# LISTED RECORDS start
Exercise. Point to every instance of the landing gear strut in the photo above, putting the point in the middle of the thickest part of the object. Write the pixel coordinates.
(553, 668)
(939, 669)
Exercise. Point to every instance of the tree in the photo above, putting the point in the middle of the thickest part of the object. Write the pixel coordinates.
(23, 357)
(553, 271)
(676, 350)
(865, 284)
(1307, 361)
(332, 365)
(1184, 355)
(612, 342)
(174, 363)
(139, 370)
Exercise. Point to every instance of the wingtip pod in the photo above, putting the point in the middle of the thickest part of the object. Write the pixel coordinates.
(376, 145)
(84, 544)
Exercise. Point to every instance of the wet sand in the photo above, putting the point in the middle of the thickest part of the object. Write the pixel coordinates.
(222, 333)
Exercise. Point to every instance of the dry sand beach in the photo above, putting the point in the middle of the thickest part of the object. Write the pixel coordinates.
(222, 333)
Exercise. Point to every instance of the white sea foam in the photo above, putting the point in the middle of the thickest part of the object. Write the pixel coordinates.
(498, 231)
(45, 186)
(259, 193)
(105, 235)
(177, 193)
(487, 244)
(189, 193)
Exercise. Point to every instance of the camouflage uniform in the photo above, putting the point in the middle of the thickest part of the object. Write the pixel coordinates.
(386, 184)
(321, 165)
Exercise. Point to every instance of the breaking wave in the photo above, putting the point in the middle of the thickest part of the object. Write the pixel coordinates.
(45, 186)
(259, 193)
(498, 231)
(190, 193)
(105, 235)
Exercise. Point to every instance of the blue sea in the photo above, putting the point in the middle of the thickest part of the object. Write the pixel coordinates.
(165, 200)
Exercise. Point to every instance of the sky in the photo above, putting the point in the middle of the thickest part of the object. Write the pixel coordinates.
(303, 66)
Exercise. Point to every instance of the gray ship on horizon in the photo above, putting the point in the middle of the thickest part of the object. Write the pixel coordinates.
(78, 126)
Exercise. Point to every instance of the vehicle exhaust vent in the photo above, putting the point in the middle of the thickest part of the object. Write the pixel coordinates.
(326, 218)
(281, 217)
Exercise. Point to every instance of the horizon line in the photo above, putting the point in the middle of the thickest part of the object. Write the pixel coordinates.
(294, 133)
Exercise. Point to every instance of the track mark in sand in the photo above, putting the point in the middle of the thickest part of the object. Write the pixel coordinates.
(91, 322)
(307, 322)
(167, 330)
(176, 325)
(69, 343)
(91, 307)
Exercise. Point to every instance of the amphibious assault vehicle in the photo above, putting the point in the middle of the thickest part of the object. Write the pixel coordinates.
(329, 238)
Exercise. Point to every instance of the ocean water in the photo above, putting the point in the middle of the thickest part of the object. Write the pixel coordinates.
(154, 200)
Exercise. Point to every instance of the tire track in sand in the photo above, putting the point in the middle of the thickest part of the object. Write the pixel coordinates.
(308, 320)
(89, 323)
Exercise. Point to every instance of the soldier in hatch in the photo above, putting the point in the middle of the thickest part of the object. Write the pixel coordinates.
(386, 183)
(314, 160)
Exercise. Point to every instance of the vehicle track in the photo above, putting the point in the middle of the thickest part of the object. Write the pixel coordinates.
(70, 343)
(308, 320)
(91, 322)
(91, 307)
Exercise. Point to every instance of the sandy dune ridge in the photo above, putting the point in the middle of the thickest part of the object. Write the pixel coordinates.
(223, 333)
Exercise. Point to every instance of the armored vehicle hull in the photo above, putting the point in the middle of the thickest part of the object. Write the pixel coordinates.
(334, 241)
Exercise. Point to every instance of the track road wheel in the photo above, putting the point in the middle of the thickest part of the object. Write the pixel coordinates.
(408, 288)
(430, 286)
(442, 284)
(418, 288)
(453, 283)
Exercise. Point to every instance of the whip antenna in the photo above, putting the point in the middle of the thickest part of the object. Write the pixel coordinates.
# LISTED RECORDS end
### EXERCISE DETAILS
Copy out the material above word for word, from its first line through its last.

### EXERCISE RESPONSE
Exercise. Point to every instance of the landing gear strut in the photo above, putting the point in the middle of the thickest part of the object. Write the pixel coordinates.
(553, 668)
(939, 669)
Exercise. Point to every instance of the tree in the photo above, putting the point in the middle of the thickest part of the object. Write the pixel coordinates.
(23, 357)
(553, 271)
(676, 350)
(865, 284)
(1307, 361)
(332, 365)
(1184, 355)
(612, 342)
(174, 363)
(139, 370)
Exercise. Point to every instance of the wingtip pod in the photo above, putting the point in the middle of the thickest part of the object. Write the pixel coordinates.
(376, 145)
(84, 544)
Exercise. Point to every instance of the wet sand in the photo above, putting the point in the middle of the thickest part of the object. Write the pixel coordinates.
(222, 333)
Exercise. Point to every instance of the dry sand beach in the photo above, putting the point in the middle of the thickest part of the object. Write the pixel coordinates.
(222, 333)
Exercise. Point to every instance of the white sea foam in the photo above, putting the point in the middle of the thickest part of the object. Write the pixel coordinates.
(498, 231)
(45, 186)
(259, 193)
(105, 235)
(177, 193)
(487, 244)
(189, 193)
Exercise. Point to every instance of the camouflage uniform in the photo above, putting the point in the middle of the thickest part of the object. Write the pixel coordinates.
(386, 184)
(321, 165)
Exercise. Point to every instance of the breaking wave in the photo above, putting the point in the middle of the thickest part of the object. Write the pixel coordinates.
(45, 186)
(259, 193)
(498, 231)
(190, 193)
(105, 235)
Exercise. Point to every instance of the blue sea in the photo above, putting the point in the middle of the thickest part of the object. Write the pixel coordinates.
(165, 200)
Exercise. Point to every instance of the sky in the photo above, putting the point in the middle of the thickest part of the object. Write the pixel coordinates.
(303, 66)
Exercise. Point to every instance of the gray ship on horizon in the photo above, putting the point in the middle of the thickest part of the object. Write the pixel coordinates.
(78, 126)
Exercise. Point to every instance of the vehicle exhaust vent in the photo above, putting the point in the middle of the thickest part of the object. Write the pixel coordinates.
(326, 218)
(281, 217)
Exercise. Point to every instance of the horizon line in the photo above, putting the point in the middle of the thickest part of the object. Write the pixel coordinates.
(294, 133)
Exercise. Point to every instance of the track mark in sand in the photo above, putting the point in the middle of the thickest part of the object. Write the pixel coordinates.
(91, 322)
(307, 322)
(167, 330)
(176, 325)
(69, 343)
(91, 307)
Exercise. Point to every instance of the amphibious assault vehicle in the photo above, putting the point in the middle of the thickest part of the object. Write the pixel coordinates.
(329, 238)
Exercise. Point to every instance of the ocean water in the photo above, putting the point in the middle of the thickest part of the object. Write the pixel coordinates.
(154, 200)
Exercise. Point to every instance of the tire track in sand in the photo above, putting the point in the middle of the thickest part of the object. Write the pixel coordinates.
(308, 320)
(89, 323)
Exercise. Point to every instance of the soldier in hatch in the photo above, putting the point in the middle of the thickest part of the object. Write the pixel coordinates.
(386, 183)
(314, 160)
Exercise. Point to every instance of the vehicle track in the photo above, putting the point in the middle of the thickest part of the object. Write the pixel coordinates.
(70, 343)
(308, 320)
(91, 322)
(91, 307)
Exercise. Point to every instance of the sandy dune ridge in the photo above, putting the point in the middle of the thickest part of the object. Write the pixel coordinates.
(223, 333)
Exercise. Point to every instance of the armored vehicle hull in the photo above, putting the point in the middle of the thickest part of the object. Write the pixel coordinates.
(334, 241)
Exercise. Point to every instance of the track road wheel in the photo above, putting the point in the middle of the thickest part of the object. Write the pixel coordinates.
(408, 288)
(430, 286)
(442, 284)
(418, 288)
(453, 283)
Exercise. Point to every instance of the whip antenna in the photo above, putting the point in the middle of the thickest part of the object. Write the pixel coordinates.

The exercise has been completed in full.